- _THE INPUT_:
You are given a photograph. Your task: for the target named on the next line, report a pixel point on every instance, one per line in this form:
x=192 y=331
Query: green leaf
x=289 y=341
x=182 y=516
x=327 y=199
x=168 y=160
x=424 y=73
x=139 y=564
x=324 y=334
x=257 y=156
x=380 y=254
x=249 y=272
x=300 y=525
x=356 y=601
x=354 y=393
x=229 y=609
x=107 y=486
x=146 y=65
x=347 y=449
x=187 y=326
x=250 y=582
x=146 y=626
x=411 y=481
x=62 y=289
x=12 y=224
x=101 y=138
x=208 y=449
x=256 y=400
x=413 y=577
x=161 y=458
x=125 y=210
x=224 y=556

==

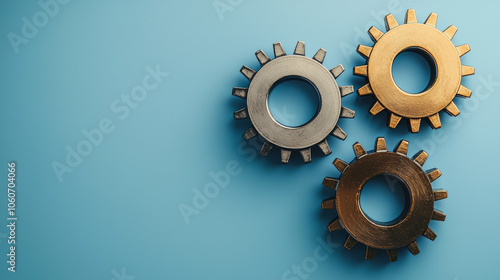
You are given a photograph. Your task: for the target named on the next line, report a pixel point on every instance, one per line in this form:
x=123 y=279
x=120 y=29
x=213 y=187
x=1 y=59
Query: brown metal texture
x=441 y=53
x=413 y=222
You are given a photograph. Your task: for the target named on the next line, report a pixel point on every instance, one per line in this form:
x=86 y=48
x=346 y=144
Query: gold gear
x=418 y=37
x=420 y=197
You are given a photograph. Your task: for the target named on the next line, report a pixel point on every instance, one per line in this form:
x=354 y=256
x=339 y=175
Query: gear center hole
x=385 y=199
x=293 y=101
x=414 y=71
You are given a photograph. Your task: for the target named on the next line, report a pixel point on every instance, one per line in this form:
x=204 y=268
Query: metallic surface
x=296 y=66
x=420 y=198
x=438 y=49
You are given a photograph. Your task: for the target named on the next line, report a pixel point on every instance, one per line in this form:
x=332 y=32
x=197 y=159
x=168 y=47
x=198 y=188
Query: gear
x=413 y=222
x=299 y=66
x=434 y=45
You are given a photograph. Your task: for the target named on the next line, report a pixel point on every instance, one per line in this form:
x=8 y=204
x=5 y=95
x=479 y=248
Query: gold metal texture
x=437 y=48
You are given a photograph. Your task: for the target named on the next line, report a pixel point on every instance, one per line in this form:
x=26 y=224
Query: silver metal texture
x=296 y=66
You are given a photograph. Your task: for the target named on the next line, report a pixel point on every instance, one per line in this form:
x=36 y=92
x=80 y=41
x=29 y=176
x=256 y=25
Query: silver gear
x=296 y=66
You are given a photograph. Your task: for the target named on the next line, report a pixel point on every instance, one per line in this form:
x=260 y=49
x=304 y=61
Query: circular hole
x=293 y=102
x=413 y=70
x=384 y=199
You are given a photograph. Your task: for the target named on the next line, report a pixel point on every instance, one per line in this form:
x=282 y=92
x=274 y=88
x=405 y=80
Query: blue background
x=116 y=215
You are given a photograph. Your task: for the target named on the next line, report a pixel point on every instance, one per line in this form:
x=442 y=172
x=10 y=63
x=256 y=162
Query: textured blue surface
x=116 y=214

---

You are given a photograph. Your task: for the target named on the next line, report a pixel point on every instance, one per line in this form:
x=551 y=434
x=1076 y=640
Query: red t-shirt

- _YOUR OBJECTIVE_:
Identify each line in the listing above that contains the word "gear", and copy those lines unchanged.

- _RESULT OF THE EXERCISE_:
Query: gold gear
Query: gear center hole
Query: gear
Query: silver gear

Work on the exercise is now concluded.